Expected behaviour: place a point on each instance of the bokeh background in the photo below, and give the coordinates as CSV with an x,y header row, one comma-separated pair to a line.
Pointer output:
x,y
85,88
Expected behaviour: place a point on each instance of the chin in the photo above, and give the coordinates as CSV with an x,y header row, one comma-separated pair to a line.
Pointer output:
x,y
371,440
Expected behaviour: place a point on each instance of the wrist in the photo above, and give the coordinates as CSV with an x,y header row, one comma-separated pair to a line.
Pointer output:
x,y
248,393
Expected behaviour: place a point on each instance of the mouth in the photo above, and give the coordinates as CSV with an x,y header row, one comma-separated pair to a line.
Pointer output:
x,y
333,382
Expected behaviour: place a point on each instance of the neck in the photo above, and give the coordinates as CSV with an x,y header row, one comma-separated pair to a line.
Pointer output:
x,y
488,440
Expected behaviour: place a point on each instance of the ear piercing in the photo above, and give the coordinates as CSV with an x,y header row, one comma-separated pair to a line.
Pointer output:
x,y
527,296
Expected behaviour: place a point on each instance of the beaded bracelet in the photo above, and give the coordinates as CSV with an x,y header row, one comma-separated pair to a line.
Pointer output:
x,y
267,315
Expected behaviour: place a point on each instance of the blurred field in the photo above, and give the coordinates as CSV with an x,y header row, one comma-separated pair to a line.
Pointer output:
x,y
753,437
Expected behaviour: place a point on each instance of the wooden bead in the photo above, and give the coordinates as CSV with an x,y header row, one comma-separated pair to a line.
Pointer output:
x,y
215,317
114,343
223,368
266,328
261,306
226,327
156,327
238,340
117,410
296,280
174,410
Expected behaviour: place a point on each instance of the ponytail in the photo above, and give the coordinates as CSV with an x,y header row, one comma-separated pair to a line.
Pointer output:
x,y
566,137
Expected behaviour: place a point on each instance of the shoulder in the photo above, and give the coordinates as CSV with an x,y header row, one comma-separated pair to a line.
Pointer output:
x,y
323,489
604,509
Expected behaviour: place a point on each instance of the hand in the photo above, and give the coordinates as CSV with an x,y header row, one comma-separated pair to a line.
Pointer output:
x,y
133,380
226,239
☆ ☆ ☆
TASK GOAL
From the first line to the last, write out the data exactly.

RESPONSE BELOW
Expected behaviour: place a point on each instance of the bokeh background in the photo below, and give the coordinates as CSV with an x,y header row, one comma-separated pair to a line.
Pointer output:
x,y
85,88
Expected behaviour: place a point on each instance of the chin in the photo above, and give the coordinates as CSV with an x,y header row, one comma-separated pair to a line.
Pointer output:
x,y
371,440
Expected behaviour: place a point on each instance of the wrist in the photo above, and give the coordinates as CSV with an x,y header row, one comma-separated pair to a line.
Pointer output:
x,y
248,393
Expected behaviour: place a point on each instance of the mouth in the photo above, and give the coordinates as CSV with an x,y header row, one comma-separated pair to a line.
Pointer output:
x,y
333,382
Expected behaviour: place a point on each instance of the neck in the photo above, and give the coordinates as CSV with an x,y header row, one comma-separated pair to a line.
Pointer output:
x,y
488,440
Expected behaviour: place a point on each instance of the ear piercing in the photo above, and give the coordinates as CSV with an x,y header row, one comma-separated pair to a line.
Pointer output:
x,y
527,296
Expected behaviour: place a point on each instance of the beaded bracelet in the photo above, and give the coordinates as CSV with an x,y header row, one comma-separated pair to a line.
Pointer output:
x,y
267,315
Expected behaviour: place a point on each instance of the blurred field in the photo above, and give the coordinates as CSV with an x,y header row, one comma-separated pair to a line.
Pointer output:
x,y
753,437
Expected behaviour: place a point on each instance of the wooden bead in the photo above, and give the coordinates as CSV with an x,y header row, one comma-separated pair to a line.
Pointer output:
x,y
215,317
114,343
223,368
266,328
261,306
226,327
156,327
238,340
117,410
296,280
174,410
Expected behaviour: place a point on each instance of the ponytail in the photo above, and give the coordinates as CSV with an x,y header row, one comma-separated pair to a line.
Pointer output:
x,y
566,137
Expected behaviour: place a point on each instance of the shoulder in the photo above, and give the coordinates as CSV with an x,y header row, one comma-separated pair to a line.
Pointer output:
x,y
323,489
604,509
Expected behaviour: place a point on each instance of the hand in the photo above, and give the coordinates as CSV with an x,y header row, one comma-separated pair to a line.
Pointer output:
x,y
133,380
226,239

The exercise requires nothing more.